* GOAL OF THE EXERCISE:
Quote the line containing "Place a pin on each instance of the snow mound" and all lines that follow it in the listing below, exactly as written.

* * * * *

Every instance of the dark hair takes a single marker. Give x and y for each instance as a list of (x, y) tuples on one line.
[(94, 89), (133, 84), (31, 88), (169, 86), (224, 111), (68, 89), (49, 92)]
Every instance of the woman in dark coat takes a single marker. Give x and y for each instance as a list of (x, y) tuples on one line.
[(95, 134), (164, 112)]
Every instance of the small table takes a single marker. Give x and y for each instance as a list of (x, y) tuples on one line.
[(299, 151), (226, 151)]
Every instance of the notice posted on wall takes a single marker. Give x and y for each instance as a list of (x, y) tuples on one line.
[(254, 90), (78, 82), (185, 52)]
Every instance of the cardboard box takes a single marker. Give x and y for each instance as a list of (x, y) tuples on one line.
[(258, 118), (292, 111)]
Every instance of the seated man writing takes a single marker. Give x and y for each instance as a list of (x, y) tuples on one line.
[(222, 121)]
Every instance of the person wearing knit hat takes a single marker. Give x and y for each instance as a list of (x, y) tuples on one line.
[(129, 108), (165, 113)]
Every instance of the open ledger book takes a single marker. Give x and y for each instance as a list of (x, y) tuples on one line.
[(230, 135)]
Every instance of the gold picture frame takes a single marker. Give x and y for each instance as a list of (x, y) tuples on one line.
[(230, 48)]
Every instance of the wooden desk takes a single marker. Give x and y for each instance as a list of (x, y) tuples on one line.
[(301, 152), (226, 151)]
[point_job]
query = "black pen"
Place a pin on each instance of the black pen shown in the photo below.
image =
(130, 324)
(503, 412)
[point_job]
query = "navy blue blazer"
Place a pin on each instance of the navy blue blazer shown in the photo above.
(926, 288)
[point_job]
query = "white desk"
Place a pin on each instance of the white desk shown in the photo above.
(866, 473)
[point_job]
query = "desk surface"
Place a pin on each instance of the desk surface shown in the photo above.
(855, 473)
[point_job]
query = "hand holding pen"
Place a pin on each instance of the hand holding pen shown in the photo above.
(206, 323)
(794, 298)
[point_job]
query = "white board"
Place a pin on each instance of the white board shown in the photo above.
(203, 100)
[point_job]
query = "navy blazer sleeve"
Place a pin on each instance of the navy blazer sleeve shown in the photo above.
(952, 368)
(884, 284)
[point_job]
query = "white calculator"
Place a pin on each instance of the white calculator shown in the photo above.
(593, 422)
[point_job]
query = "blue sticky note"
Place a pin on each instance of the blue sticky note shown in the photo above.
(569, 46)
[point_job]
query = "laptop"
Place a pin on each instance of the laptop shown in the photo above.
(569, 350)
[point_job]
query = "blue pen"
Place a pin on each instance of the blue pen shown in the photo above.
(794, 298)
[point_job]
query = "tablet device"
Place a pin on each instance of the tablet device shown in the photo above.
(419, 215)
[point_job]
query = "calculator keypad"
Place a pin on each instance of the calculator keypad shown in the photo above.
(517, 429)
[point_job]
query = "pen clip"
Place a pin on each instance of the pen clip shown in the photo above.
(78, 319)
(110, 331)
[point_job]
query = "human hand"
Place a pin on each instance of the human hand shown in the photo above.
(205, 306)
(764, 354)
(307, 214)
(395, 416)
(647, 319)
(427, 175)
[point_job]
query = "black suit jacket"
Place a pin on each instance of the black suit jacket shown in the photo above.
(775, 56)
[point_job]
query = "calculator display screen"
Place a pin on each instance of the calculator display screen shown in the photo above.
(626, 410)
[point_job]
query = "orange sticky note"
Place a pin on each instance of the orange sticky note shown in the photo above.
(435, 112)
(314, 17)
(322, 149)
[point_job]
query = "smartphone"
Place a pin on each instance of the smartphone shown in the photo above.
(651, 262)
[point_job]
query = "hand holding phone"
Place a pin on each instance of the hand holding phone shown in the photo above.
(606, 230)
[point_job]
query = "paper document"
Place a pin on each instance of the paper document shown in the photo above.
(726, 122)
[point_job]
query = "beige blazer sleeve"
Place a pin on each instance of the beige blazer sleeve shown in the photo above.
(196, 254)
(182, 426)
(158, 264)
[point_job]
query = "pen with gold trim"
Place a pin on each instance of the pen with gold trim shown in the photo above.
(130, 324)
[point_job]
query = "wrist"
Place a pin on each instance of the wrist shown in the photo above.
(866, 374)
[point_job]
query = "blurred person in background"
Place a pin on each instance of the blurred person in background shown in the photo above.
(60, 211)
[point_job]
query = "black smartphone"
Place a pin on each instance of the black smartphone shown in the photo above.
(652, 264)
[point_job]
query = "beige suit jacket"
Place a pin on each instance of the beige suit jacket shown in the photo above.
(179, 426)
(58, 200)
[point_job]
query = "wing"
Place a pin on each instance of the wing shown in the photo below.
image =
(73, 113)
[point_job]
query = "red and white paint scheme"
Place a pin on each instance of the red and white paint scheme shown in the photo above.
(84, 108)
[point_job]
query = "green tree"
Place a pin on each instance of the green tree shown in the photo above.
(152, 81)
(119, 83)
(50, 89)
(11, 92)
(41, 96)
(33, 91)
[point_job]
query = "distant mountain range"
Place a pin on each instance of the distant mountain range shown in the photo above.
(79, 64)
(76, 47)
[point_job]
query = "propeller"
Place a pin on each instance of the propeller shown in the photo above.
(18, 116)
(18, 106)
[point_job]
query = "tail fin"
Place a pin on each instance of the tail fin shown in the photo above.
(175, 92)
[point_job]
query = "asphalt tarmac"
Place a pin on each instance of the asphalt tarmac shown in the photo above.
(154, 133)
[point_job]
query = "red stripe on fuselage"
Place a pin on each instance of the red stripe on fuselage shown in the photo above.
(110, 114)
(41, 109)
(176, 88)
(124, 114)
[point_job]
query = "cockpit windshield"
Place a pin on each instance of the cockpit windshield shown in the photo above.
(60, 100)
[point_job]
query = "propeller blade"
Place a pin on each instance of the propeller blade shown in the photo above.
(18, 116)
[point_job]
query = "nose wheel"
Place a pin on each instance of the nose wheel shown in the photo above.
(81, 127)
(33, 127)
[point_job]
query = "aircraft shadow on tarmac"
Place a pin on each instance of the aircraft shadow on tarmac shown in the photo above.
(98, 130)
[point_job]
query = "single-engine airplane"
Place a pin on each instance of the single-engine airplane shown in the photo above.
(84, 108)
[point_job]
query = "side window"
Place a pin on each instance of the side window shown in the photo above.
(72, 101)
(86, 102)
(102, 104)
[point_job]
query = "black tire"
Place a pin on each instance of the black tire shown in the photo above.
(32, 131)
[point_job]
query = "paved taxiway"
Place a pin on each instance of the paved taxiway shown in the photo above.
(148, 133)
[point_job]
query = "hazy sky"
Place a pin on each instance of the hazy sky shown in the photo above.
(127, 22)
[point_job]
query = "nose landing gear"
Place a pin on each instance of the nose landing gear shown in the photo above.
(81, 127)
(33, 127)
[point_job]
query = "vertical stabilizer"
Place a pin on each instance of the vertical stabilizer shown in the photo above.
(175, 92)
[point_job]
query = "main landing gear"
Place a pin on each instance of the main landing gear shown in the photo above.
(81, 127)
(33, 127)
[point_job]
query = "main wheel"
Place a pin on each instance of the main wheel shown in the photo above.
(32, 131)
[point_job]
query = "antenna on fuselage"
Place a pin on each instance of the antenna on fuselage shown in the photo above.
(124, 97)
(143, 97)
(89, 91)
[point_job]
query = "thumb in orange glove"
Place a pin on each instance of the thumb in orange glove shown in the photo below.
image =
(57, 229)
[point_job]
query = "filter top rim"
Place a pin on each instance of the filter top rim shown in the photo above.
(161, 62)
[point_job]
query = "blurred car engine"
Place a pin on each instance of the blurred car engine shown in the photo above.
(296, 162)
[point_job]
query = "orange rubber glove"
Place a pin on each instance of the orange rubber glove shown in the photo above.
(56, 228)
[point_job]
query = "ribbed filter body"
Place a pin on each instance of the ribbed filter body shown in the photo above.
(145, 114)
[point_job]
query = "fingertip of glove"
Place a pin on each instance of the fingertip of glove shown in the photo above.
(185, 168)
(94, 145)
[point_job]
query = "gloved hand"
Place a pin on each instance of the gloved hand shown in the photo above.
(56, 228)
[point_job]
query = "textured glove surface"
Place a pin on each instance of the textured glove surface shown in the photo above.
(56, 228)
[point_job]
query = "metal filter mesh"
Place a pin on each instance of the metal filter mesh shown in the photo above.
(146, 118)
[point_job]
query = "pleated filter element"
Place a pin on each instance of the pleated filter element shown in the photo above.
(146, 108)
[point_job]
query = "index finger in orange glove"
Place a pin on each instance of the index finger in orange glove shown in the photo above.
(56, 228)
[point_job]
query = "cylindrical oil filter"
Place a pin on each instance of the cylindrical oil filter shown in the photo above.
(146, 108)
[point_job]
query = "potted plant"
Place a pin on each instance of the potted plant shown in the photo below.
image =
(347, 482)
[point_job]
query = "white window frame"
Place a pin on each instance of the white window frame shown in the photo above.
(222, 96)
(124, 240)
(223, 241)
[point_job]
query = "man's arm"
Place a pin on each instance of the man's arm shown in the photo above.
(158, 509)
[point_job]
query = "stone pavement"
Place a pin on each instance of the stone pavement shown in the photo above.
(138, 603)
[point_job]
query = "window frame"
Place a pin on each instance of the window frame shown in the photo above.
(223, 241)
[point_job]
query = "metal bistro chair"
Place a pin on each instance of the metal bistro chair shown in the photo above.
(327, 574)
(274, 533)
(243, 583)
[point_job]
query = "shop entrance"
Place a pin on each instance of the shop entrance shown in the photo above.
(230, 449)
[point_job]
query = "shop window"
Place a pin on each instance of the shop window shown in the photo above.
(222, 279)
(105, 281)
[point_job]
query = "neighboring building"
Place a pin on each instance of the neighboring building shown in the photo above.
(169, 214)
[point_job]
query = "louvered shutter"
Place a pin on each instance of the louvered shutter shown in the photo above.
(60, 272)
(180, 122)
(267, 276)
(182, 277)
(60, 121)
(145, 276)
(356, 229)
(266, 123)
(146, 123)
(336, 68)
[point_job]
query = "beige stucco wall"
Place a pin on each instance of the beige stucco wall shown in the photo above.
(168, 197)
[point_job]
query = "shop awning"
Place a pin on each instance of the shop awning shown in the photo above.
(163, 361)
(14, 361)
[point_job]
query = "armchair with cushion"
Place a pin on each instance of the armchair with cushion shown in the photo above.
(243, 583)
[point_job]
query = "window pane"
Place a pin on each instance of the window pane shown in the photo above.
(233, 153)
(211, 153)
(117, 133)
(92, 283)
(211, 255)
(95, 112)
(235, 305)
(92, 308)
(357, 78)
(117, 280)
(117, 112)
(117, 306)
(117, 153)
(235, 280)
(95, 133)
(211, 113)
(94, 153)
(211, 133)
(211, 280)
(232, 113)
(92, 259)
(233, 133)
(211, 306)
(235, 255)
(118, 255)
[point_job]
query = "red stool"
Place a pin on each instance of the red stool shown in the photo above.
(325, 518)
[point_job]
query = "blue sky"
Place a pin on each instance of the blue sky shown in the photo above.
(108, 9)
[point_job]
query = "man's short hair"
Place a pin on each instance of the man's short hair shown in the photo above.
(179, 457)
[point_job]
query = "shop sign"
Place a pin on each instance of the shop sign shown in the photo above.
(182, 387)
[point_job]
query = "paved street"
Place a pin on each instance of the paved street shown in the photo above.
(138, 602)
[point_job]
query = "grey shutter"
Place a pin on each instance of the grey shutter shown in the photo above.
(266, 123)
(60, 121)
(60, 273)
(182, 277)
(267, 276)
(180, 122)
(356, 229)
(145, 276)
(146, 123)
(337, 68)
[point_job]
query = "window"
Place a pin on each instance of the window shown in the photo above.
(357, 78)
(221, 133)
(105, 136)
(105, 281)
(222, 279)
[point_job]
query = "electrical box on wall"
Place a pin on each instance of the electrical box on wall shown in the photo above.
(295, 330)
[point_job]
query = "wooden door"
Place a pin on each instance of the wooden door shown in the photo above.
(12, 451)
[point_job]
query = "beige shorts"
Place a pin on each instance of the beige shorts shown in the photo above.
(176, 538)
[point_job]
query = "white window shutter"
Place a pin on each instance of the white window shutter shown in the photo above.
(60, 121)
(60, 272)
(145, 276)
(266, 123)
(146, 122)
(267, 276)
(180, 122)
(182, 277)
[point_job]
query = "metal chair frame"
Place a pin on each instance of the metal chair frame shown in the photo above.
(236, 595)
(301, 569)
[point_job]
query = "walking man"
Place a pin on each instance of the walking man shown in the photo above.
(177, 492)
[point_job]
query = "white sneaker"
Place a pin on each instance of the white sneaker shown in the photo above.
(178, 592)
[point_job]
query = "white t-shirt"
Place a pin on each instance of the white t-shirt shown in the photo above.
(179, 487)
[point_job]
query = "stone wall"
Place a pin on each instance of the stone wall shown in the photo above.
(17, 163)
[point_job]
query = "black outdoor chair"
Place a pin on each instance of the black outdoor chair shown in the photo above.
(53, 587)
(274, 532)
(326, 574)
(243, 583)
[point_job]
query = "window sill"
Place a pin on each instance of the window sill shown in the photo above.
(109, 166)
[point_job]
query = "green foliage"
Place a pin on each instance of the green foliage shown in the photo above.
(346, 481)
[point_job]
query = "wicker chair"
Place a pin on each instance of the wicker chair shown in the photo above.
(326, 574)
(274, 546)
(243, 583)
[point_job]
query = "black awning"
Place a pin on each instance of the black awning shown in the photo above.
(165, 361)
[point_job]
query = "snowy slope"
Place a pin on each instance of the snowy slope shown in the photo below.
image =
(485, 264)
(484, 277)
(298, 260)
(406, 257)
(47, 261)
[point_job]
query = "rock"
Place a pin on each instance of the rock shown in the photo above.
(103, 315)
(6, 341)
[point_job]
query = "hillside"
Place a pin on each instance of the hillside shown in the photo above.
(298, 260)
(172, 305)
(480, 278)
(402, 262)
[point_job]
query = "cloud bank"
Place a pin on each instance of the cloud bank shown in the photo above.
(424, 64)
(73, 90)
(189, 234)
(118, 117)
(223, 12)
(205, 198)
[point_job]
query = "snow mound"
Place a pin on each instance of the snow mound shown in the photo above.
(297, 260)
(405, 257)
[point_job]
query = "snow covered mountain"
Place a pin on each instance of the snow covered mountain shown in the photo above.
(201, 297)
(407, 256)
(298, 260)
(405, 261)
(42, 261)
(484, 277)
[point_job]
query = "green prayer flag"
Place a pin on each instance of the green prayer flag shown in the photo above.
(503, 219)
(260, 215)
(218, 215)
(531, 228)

* * * * *

* RESULT OF THE EXERCISE:
Place a pin on each instance of the snow mound shown in the photo above.
(297, 260)
(405, 257)
[point_job]
query = "snow covered mountain"
Place a pin on each instance of the snow covered mountain shown in the photo above.
(201, 297)
(407, 256)
(298, 260)
(405, 261)
(42, 261)
(484, 277)
[point_job]
query = "green prayer flag"
Place a pin on each instance of the green prayer flag shown in the photo above.
(503, 219)
(260, 215)
(218, 215)
(531, 228)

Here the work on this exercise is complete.